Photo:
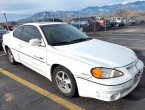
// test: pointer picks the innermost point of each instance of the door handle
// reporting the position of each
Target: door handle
(38, 57)
(20, 45)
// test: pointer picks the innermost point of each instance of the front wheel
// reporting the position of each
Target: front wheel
(64, 81)
(10, 56)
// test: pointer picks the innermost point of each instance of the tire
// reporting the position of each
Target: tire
(64, 81)
(10, 56)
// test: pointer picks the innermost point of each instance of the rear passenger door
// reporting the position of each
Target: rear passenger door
(32, 56)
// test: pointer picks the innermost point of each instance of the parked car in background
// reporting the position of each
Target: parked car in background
(100, 22)
(2, 31)
(74, 62)
(118, 21)
(109, 23)
(125, 21)
(49, 20)
(137, 19)
(86, 24)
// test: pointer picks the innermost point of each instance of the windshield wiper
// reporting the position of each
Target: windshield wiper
(70, 42)
(80, 40)
(60, 43)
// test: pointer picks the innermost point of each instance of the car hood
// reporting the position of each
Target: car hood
(99, 53)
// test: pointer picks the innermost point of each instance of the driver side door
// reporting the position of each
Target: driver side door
(32, 56)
◇ ◇ ◇ ◇ ◇ ◇ ◇
Please return all of the entries word for word, excluding the pictures.

Photo:
// test: pointer picks the innermost point of each instance of the door handle
// reporting the position of each
Target: door handle
(38, 57)
(20, 45)
// test: pointer picks the innermost point of each instance of the front wheel
// reporting the position of each
Target: front wheel
(64, 81)
(10, 56)
// test: pointer picks the innermost point of each instance of the tire
// reporting the position of each
Target: tire
(64, 81)
(10, 56)
// test: pointer picks the innermost point of each instance of the rear passenger door
// reporting the position of each
Target: rear passenger door
(32, 56)
// test: pointer picks the innermost point of each instance of the parked car in background
// reporting the position of each
Target: parked car in background
(100, 22)
(2, 31)
(74, 62)
(118, 21)
(109, 23)
(125, 21)
(49, 20)
(137, 19)
(86, 24)
// test: pointer picks the innermost point of each instance of the windshield wiper
// reporting the position of each
Target: windshield wiper
(70, 42)
(80, 40)
(60, 43)
// test: pointer picks the innermost point of each instance of the car hood
// reporting the position of each
Target: car hood
(99, 53)
// test: pointer picks the innermost point of each instance of the driver side door
// reporting the position of each
Target: driver side door
(32, 56)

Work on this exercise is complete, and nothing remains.